A Victorian senator who voted against territories being able to legislate for euthanasia four years ago says her father's death has changed her mind on the practice.
The Liberal Party's Jane Hume wept as she discussed her father Steve's cancer diagnosis and, later, his decision to end his life.
Senator Hume said her father's death under Victoria's voluntary assisted dying (VAD) laws had changed her views.
The Senate is currently considering removing a federal veto that prevents the ACT and the Northern Territory from debating euthanasia laws.
"I once voted against this legislation, but I will be voting in favour of it today," Senator Hume told parliament.
"We say in this place, when we make a decision, that we will walk a mile in another man's shoes.
"Well, I have certainly done that — having experienced it, having lived it, having held the hand of a person that I deeply loved."
Labor MPs Luke Gosling, from Darwin, and Alice Payne, from Canberra, introduced the bill in July.
If passed, the bill would remove a 25-year-old ban on the ACT and NT debating or passing VAD legislation.
In contrast, every state in Australia now has euthanasia laws, after New South Wales became the last state to pass them in May.
'The safeguards were almost insurmountable'
Four years ago, when the Senate blocked a similar attempt to restore the territories' rights, Senator Hume said the proposed laws were a "slippery slope" that would lead to wider use of "assisted suicide" than intended.
She also pointed out that the territories did not, and should not, have the same rights as states.
"They are different from states. They do not have the same rights," she told the Senate in 2018.
On Wednesday, she began her address by disagreeing with her Liberal colleague Alex Antic, who had earlier described the bill as "one that would legalise suicide".
Senator Antic had also mentioned the number of Victorians who had died under that state's VAD laws.
"My father was in the statistics Senator Antic read earlier," Senator Hume said.
She recalled her opposition to the 2018 bill, and her fear that euthanasia laws lacked adequate safeguards.
"The theory that someone vulnerable may be guilted into deciding to end their lives," she said.
"'No legislation can safeguard against guilt', I said back then."
Senator Hume said that, by the end of 2019, she had experienced that herself, as cancer began to spread through her father's body.
His "exhaustive" treatments had not prevented a terminal diagnosis, and he asked his doctor to arrange his death.

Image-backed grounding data

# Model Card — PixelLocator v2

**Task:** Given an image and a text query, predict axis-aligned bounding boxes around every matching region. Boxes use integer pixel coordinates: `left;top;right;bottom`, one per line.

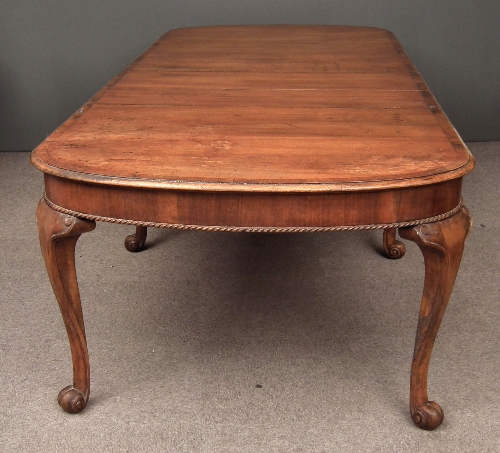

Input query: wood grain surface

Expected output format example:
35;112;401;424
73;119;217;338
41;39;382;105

32;26;473;192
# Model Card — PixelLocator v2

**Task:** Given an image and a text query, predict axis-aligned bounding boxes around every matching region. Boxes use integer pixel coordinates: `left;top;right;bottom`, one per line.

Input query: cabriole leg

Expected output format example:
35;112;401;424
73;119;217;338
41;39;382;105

399;207;471;430
37;199;95;413
125;225;148;252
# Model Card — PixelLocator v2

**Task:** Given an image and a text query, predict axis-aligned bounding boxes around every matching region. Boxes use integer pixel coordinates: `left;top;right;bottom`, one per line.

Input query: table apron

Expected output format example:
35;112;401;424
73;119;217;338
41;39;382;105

45;174;462;228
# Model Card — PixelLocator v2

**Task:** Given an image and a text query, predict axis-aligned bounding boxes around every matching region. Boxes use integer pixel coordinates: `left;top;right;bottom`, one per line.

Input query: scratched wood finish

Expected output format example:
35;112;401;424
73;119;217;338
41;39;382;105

32;26;474;429
33;26;473;192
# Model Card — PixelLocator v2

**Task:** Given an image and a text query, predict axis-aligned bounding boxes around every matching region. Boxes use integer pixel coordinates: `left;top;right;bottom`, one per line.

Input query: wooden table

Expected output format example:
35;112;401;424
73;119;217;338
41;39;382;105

32;26;474;429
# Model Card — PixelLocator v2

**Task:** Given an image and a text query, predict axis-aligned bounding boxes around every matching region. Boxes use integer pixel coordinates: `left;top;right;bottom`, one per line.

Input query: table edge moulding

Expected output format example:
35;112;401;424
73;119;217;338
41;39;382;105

31;25;474;430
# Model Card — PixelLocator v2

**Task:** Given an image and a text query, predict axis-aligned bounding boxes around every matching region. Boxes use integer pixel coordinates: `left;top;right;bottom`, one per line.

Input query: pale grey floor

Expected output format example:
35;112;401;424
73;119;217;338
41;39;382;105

0;143;500;453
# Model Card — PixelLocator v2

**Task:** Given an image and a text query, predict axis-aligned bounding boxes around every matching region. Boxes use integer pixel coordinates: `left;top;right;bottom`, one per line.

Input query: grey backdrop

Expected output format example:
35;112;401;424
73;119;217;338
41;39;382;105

0;0;500;151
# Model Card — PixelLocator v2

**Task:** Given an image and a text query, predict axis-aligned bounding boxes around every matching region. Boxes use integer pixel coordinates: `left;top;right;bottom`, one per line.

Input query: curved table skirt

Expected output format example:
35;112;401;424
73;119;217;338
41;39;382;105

45;174;462;232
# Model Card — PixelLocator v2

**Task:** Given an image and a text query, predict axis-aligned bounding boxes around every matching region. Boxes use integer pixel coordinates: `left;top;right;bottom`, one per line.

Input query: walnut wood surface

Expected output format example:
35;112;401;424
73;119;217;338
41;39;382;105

37;199;95;413
399;208;471;430
32;26;474;429
33;26;473;192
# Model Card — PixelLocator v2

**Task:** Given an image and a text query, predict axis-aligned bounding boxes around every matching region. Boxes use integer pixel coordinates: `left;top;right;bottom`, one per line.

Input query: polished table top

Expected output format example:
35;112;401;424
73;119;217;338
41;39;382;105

32;26;474;429
33;26;473;192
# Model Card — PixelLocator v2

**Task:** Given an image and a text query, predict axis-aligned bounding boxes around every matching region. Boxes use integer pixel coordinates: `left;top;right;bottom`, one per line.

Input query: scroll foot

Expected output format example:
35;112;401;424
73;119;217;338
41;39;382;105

411;401;444;431
37;198;95;413
384;228;406;260
399;207;471;430
125;226;148;252
57;385;88;414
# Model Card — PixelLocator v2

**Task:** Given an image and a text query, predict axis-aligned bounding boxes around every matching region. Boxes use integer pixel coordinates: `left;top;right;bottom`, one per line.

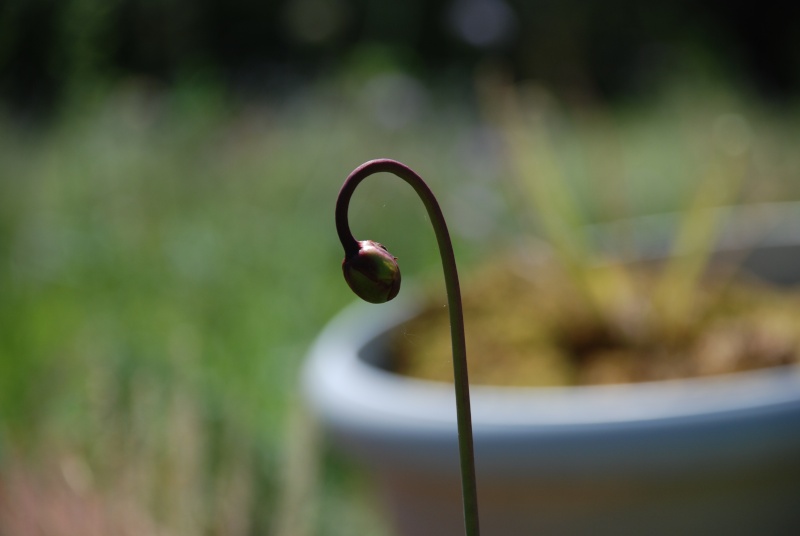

▸ About this exercise
Continue the news report on Senator Jane Hume's change of view on voluntary assisted dying, starting right after its final sentence.

▸ Result for this exercise
"That was the beginning of a harrowing few months," Senator Hume said.
"His doctor tried to talk him out of it, insisting instead that palliative care was a better option."
When her father's condition deteriorated, Senator Hume called a Victorian parliamentary colleague, who helped her father enact his wishes.
"The voluntary assisted dying safeguards [in Victoria] mean that no other family member can help organise, request or even discuss voluntary assisted dying — it must be the patient themselves," she said.
"And this is a good safeguard in theory, but a very frustrating one when you're the daughter of a stridently adamant single-minded but increasingly incapable father demanding your help.
"The safeguards that I questioned back then were not only there, but they were almost insurmountable."
Her father's wish was granted only after what Senator Hume described as interrogations of herself, her sister and her mother.
Territorians are 'no less worthy'
NT Labor senator Malarndirri McCarthy also spoke in support of the bill on Wednesday, calling for equal rights for Canberrans and Northern Territorians.
"Australians living in the territories should have the same rights as those in the states," she said.
Senator McCarthy said the existing restrictions on the territories were "archaic" and should be removed.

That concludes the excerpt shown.